TASK TO COMPLETE →
Please give the data again exactly, with no line dropped.

PROVIDED RECORDS →
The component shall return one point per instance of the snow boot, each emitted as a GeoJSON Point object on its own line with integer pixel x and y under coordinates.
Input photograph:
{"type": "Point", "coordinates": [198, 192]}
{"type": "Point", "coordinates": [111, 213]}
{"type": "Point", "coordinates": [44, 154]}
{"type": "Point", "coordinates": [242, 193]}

COMPLETED EXERCISE →
The component shall return one point per instance of the snow boot, each emitted as a GeoJSON Point object on its own line with integer pixel x and y under coordinates.
Input photograph:
{"type": "Point", "coordinates": [198, 192]}
{"type": "Point", "coordinates": [111, 213]}
{"type": "Point", "coordinates": [44, 154]}
{"type": "Point", "coordinates": [242, 193]}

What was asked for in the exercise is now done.